● **The task**: Convert every line of the records below into a numbered list, omitting any blank lines.

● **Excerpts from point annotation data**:
= = = = =

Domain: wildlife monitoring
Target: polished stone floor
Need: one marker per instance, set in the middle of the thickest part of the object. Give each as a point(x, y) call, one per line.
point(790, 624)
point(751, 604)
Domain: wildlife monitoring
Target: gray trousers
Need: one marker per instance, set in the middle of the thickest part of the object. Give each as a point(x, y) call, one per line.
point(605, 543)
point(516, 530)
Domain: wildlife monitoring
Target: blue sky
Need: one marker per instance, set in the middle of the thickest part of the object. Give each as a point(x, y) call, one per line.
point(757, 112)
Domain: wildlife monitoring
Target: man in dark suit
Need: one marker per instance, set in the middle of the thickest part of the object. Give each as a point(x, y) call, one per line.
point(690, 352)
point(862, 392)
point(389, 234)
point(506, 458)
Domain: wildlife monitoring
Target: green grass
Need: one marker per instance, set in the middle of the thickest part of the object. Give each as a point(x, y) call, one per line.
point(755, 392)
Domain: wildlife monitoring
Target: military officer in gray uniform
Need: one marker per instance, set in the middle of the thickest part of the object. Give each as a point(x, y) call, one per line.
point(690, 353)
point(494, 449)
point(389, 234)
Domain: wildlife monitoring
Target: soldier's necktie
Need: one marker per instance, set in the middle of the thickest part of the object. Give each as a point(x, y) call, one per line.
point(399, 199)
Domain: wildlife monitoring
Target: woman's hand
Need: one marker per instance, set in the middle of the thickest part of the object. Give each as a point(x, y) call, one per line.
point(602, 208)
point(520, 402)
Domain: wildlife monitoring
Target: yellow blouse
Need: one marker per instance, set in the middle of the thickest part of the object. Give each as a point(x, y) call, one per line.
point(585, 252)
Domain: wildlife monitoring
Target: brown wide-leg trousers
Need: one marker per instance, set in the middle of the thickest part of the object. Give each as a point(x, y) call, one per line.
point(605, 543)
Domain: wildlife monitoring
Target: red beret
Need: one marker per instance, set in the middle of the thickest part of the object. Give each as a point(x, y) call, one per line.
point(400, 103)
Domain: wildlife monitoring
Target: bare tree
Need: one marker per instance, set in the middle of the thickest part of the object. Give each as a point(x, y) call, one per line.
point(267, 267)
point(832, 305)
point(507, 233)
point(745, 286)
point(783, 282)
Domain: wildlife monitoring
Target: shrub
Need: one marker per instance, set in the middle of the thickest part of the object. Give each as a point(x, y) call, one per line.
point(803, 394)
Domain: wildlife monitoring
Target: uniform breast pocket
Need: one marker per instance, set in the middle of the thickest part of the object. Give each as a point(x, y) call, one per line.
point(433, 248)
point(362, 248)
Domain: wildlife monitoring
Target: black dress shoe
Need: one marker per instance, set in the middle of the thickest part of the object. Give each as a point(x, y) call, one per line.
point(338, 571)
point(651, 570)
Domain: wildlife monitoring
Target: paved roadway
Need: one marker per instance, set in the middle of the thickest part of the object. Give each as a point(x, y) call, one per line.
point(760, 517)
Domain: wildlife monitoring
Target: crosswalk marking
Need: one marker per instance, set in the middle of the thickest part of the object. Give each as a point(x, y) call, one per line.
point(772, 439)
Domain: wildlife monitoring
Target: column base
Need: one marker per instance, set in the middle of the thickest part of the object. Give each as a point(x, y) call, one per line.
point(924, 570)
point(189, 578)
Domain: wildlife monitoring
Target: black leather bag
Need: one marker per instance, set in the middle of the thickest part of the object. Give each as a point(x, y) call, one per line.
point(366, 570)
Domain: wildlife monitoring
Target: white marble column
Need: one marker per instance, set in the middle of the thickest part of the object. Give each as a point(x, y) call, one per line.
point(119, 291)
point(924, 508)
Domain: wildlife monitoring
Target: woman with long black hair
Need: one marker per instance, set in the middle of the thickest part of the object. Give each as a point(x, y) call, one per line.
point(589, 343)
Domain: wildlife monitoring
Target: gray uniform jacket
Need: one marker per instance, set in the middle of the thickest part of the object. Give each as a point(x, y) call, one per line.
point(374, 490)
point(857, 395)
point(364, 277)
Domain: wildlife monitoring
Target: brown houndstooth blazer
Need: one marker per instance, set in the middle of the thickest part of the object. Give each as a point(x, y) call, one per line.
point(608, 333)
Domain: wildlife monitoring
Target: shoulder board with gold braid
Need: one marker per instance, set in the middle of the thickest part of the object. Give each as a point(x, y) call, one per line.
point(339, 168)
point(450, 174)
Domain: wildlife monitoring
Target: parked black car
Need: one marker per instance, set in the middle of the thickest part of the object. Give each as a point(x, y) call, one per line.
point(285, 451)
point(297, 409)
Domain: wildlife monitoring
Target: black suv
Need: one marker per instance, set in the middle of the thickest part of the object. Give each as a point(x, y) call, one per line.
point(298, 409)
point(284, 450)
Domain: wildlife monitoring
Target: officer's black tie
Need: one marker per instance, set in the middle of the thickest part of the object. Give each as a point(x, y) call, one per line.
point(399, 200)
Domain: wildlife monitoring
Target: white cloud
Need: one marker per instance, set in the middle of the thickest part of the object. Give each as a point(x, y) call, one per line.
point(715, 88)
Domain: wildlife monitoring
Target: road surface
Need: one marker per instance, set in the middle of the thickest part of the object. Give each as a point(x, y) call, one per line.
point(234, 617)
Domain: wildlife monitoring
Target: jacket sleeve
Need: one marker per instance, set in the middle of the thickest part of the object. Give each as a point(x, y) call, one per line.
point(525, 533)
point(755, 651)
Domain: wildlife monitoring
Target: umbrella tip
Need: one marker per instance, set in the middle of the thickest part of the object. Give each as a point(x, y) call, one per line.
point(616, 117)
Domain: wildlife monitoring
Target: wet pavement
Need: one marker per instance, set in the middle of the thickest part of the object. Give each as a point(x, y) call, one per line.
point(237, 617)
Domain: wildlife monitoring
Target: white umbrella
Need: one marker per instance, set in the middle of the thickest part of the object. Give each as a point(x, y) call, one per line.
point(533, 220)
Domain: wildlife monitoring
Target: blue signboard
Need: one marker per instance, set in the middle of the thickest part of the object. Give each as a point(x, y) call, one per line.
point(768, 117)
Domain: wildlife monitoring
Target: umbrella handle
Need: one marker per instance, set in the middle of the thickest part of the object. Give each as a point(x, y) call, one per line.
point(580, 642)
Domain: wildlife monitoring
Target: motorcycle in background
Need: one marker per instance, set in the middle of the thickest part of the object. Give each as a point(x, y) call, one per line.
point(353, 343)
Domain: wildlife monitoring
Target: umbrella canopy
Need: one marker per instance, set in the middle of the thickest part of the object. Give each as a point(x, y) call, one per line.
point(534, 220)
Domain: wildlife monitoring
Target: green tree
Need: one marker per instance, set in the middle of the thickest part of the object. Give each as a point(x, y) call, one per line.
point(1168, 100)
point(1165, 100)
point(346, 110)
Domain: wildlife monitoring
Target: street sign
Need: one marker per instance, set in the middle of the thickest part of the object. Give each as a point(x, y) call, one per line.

= = = = =

● **Exercise solution**:
1. Domain: wildlife monitoring
2. Target: polished stone floor
3. Need: one marker per instance, set in the middle of the thickest part of the object. Give each as a point(x, y) call, one per line.
4. point(790, 624)
5. point(751, 604)
6. Domain: wildlife monitoring
7. Target: gray trousers
8. Need: one marker per instance, set in the middle of the thickest part of the object. Give each as a point(x, y) call, one per line.
9. point(605, 543)
10. point(516, 530)
11. Domain: wildlife monitoring
12. Target: blue sky
13. Need: one marker per instance, set in the middle of the thickest part of the object. Give each as a point(x, y) call, one per line.
14. point(757, 112)
15. Domain: wildlife monitoring
16. Target: man in dark suit
17. Need: one marker per instance, set in the middle of the thickest part of the object. Give each as a point(x, y) call, one per line.
18. point(690, 352)
19. point(862, 392)
20. point(389, 234)
21. point(506, 458)
22. Domain: wildlife monitoring
23. Target: green grass
24. Need: one marker per instance, set in the middle of the thickest part of the object. Give each as a point(x, y) call, one per line.
25. point(755, 392)
26. Domain: wildlife monitoring
27. Target: military officer in gray uniform
28. Need: one marker per instance, set in the middle of the thickest part of the object. Give each as a point(x, y) call, one per line.
29. point(690, 353)
30. point(494, 449)
31. point(389, 234)
32. Domain: wildlife monitoring
33. Target: soldier's necktie
34. Need: one marker per instance, set in the middle of the thickest part of the object. Give each as a point(x, y) call, one per line.
35. point(399, 199)
36. Domain: wildlife monitoring
37. Target: woman's hand
38. Need: one marker per instance, set in the middle of the thickest part of the object. Give each as a point(x, y) call, one per line.
39. point(602, 208)
40. point(520, 402)
41. Domain: wildlife monitoring
42. Target: yellow blouse
43. Need: one marker per instance, set in the middle of the thickest part of the object. Give each as a point(x, y) call, one per line.
44. point(585, 252)
45. Domain: wildlife monitoring
46. Target: brown wide-leg trousers
47. Need: one marker per instance, set in the middle of the thickest part of the object. Give each as a point(x, y) call, one per line.
48. point(605, 543)
49. Domain: wildlife monitoring
50. Target: red beret
51. Need: one marker per instance, set in the middle of the thickest part of the object. Give each as a point(x, y) call, one per line.
52. point(400, 103)
53. Domain: wildlife monitoring
54. Target: bare tree
55. Need: one marker per instance, set in the middle of the thickest part of the object. Give each as a point(x, y) call, one per line.
56. point(267, 267)
57. point(832, 305)
58. point(507, 233)
59. point(745, 286)
60. point(783, 282)
61. Domain: wildlife monitoring
62. Target: shrub
63. Need: one marker per instance, set in the middle of the thickest part of the object. Give each as a point(x, y) call, one per line.
64. point(803, 394)
65. Domain: wildlife monitoring
66. Target: uniform breast pocket
67. Need: one marker per instance, set in the middle of the thickest part of the object. Give each as a point(x, y) call, one per line.
68. point(433, 248)
69. point(362, 248)
70. Domain: wildlife monitoring
71. Target: black dress shoe
72. Need: one marker per instance, set in the middle of the thickest part of the object. Give each as a point(x, y) call, one per line.
73. point(338, 571)
74. point(651, 570)
75. Domain: wildlife monitoring
76. Target: paved roadway
77. Need: one marker per instance, set in the middle of the thickest part of the object. Give each as a point(x, y) call, one per line.
78. point(760, 517)
79. Domain: wildlife monitoring
80. Target: crosswalk marking
81. Need: one marker per instance, set in the middle of the thickest part of the object. Give each as a point(x, y) call, one per line.
82. point(772, 439)
83. Domain: wildlife monitoring
84. Target: column base
85. Need: one marker per instance, set in the middle of the thickest part of the object. Give each as a point(x, y) call, one per line.
86. point(924, 570)
87. point(189, 578)
88. Domain: wildlife monitoring
89. Target: black leather bag
90. Need: one marker per instance, set in the middle of the thickest part of the object. Give each as a point(x, y) call, one per line.
91. point(366, 570)
92. Domain: wildlife monitoring
93. Target: white marble column
94. Need: one marker per instance, set in the middle of the thickest part of the object. Give each as a point(x, y) call, one per line.
95. point(119, 291)
96. point(924, 508)
97. Domain: wildlife monitoring
98. Target: woman with long black hair
99. Need: one marker per instance, set in the middle of the thickest part of the object. Give each as a point(x, y) call, one per line.
100. point(589, 343)
101. Domain: wildlife monitoring
102. Target: gray uniform jacket
103. Need: one marker per instance, set in the middle of the thickest part of the object. Give each as a point(x, y) call, one per line.
104. point(374, 490)
105. point(857, 395)
106. point(364, 277)
107. Domain: wildlife monitoring
108. Target: brown houndstooth blazer
109. Need: one marker per instance, set in the middle of the thickest part of the object. Give each as a point(x, y) call, one per line.
110. point(608, 333)
111. Domain: wildlife monitoring
112. Target: shoulder board with gold braid
113. Need: one marker per instance, set in the middle of the thickest part of the object. Give each as a point(x, y) call, one per line.
114. point(339, 168)
115. point(450, 174)
116. Domain: wildlife monitoring
117. Target: parked black car
118. Need: one marker per instance, set in the middle of the thickest part of the object. Give each as a point(x, y) call, one per line.
119. point(285, 451)
120. point(297, 409)
121. Domain: wildlife monitoring
122. Target: black suv
123. Need: one marker per instance, set in the middle of the thickest part of the object. Give each as a point(x, y) call, one per line.
124. point(298, 409)
125. point(284, 450)
126. Domain: wildlife monitoring
127. Target: officer's black tie
128. Need: one marker per instance, set in the middle of the thickest part of the object. Give each as a point(x, y) call, one per line.
129. point(399, 200)
130. Domain: wildlife monitoring
131. Target: white cloud
132. Need: one marker per instance, set in the middle of the thickest part of the object. Give each as a point(x, y) call, one per line.
133. point(715, 88)
134. Domain: wildlife monitoring
135. Target: road surface
136. Need: one marker per instance, set in the middle of the thickest part of the object. Give each as a point(x, y) call, one per line.
137. point(234, 617)
138. Domain: wildlife monitoring
139. Target: jacket sleeve
140. Need: one marker per instance, set in the middle of the thickest part of the object. Give each as a point(x, y) call, one per line.
141. point(525, 533)
142. point(755, 651)
143. Domain: wildlife monitoring
144. Target: umbrella tip
145. Need: one marker per instance, set in the middle of the thickest part of the object. Give each as a point(x, y) call, one per line.
146. point(616, 117)
147. Domain: wildlife monitoring
148. Target: wet pavement
149. Need: one marker per instance, set in the middle of the thickest part of the object. Give each as a point(x, y) call, one per line.
150. point(237, 617)
151. Domain: wildlife monitoring
152. Target: white umbrella
153. Need: one marker per instance, set in the middle of the thickest part of the object. Give each as a point(x, y) call, one per line.
154. point(533, 220)
155. Domain: wildlife monitoring
156. Target: blue signboard
157. Need: one marker per instance, set in the middle of the thickest part of the object. Give each as a point(x, y) call, one per line.
158. point(768, 117)
159. Domain: wildlife monitoring
160. Target: umbrella handle
161. Need: one marker per instance, set in the middle of the thickest part of the object. Give each as a point(x, y) call, one per line.
162. point(580, 642)
163. Domain: wildlife monitoring
164. Target: motorcycle in background
165. Need: one marker per instance, set in the middle of the thickest part of the object. Give each as a point(x, y) call, one per line.
166. point(353, 343)
167. Domain: wildlife monitoring
168. Target: umbrella canopy
169. Need: one marker per instance, set in the middle of the thickest part of the object. Give each as a point(x, y) call, one per line.
170. point(534, 220)
171. Domain: wildlife monitoring
172. Target: green tree
173. Need: one marker per instance, set in the middle of the thickest part of the object. Give each as a point(x, y) call, one per line.
174. point(1168, 100)
175. point(1165, 100)
176. point(346, 110)
177. Domain: wildlife monitoring
178. Target: street sign
179. Need: one marker per instance, set in the middle of the thickest part of the object. Give each as a point(x, y) call, one per line.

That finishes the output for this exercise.